• _EXCERPTED PASSAGE_:
↓

We train the model using data from the BioASQ competition which consists of abstracts from PubMed publications. We use 2016-2019 data for training and 2020-2021 for testing which gives us ~2.5M publications to train and 220K to test. This is out of a total of 14M publications. It takes 4 days to train WellcomeBertMesh on 8 Nvidia P100 GPUs.

The model achieves 63% micro f1 with a 0.5 threshold for all labels.

The code for developing the model is open source and can be found in https://github.com/wellcometrust/grants_tagger

How to use

⚠️ You need transformers 4.17+ for the example to work due to its recent support for custom models.

You can use the model straight from the hub but because it contains a custom forward function due to the multilabel attention head you have to pass trust_remote_code=True. You can get access to the probabilities for all labels by omitting return_labels=True.

from transformers import AutoModel, AutoTokenizer

tokenizer = AutoTokenizer.from_pretrained(
  "Wellcome/WellcomeBertMesh"
)
model = AutoModel.from_pretrained(
  "Wellcome/WellcomeBertMesh",
  trust_remote_code=True
)

text = "This grant is about malaria and not about HIV."
inputs = tokenizer([text], padding="max_length")
labels = model(**inputs, return_labels=True)
print(labels)

You can inspect the model code if you navigate to the files and see model.py.

↑

• _GIVEN INSTRUCTION A_: Could you extract the full passage about training and using WellcomeBertMesh, word for word?
The text and the entries come from unrelated sources.

• _MATERIAL_:
↓

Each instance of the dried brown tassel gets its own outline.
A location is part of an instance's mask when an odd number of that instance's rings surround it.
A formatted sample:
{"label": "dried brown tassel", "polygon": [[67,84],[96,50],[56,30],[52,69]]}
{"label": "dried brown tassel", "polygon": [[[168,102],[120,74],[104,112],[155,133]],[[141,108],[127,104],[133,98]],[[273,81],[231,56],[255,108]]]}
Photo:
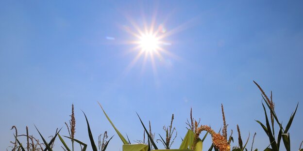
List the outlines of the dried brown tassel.
{"label": "dried brown tassel", "polygon": [[219,133],[216,133],[210,127],[207,125],[201,125],[200,127],[198,127],[197,123],[196,122],[196,127],[197,128],[195,133],[196,136],[195,137],[194,145],[192,147],[192,150],[194,150],[196,147],[195,144],[198,141],[200,134],[202,131],[208,132],[211,136],[213,139],[213,143],[216,148],[218,149],[220,151],[230,151],[230,146],[228,144],[228,142],[224,137]]}
{"label": "dried brown tassel", "polygon": [[222,117],[223,118],[223,129],[222,130],[222,135],[225,139],[227,139],[227,126],[226,126],[226,122],[225,121],[225,116],[224,115],[223,104],[221,104],[221,108],[222,109]]}
{"label": "dried brown tassel", "polygon": [[241,133],[240,132],[240,128],[238,124],[237,124],[237,130],[238,131],[238,141],[239,142],[239,146],[240,147],[240,149],[242,150],[243,149],[243,142],[241,138]]}

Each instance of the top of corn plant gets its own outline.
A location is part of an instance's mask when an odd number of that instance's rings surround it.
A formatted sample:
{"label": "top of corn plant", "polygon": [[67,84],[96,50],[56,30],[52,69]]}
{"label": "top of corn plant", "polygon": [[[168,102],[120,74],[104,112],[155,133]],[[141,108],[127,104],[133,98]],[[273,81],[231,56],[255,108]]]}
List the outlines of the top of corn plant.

↑

• _GIVEN INSTRUCTION B_: Can you copy the entries verbatim, from their first line through the line with "List the outlines of the dried brown tassel.", and leave the pictures out of your answer?

• _TASK RESPONSE A_:
We train the model using data from the BioASQ competition which consists of abstracts from PubMed publications. We use 2016-2019 data for training and 2020-2021 for testing which gives us ~2.5M publications to train and 220K to test. This is out of a total of 14M publications. It takes 4 days to train WellcomeBertMesh on 8 Nvidia P100 GPUs.

The model achieves 63% micro f1 with a 0.5 threshold for all labels.

The code for developing the model is open source and can be found in https://github.com/wellcometrust/grants_tagger

How to use

⚠️ You need transformers 4.17+ for the example to work due to its recent support for custom models.

You can use the model straight from the hub but because it contains a custom forward function due to the multilabel attention head you have to pass trust_remote_code=True. You can get access to the probabilities for all labels by omitting return_labels=True.

from transformers import AutoModel, AutoTokenizer

tokenizer = AutoTokenizer.from_pretrained(
  "Wellcome/WellcomeBertMesh"
)
model = AutoModel.from_pretrained(
  "Wellcome/WellcomeBertMesh",
  trust_remote_code=True
)

text = "This grant is about malaria and not about HIV."
inputs = tokenizer([text], padding="max_length")
labels = model(**inputs, return_labels=True)
print(labels)

You can inspect the model code if you navigate to the files and see model.py.

• _TASK RESPONSE B_:
Each instance of the dried brown tassel gets its own outline.
A location is part of an instance's mask when an odd number of that instance's rings surround it.
A formatted sample:
{"label": "dried brown tassel", "polygon": [[67,84],[96,50],[56,30],[52,69]]}
{"label": "dried brown tassel", "polygon": [[[168,102],[120,74],[104,112],[155,133]],[[141,108],[127,104],[133,98]],[[273,81],[231,56],[255,108]]]}
Photo:
List the outlines of the dried brown tassel.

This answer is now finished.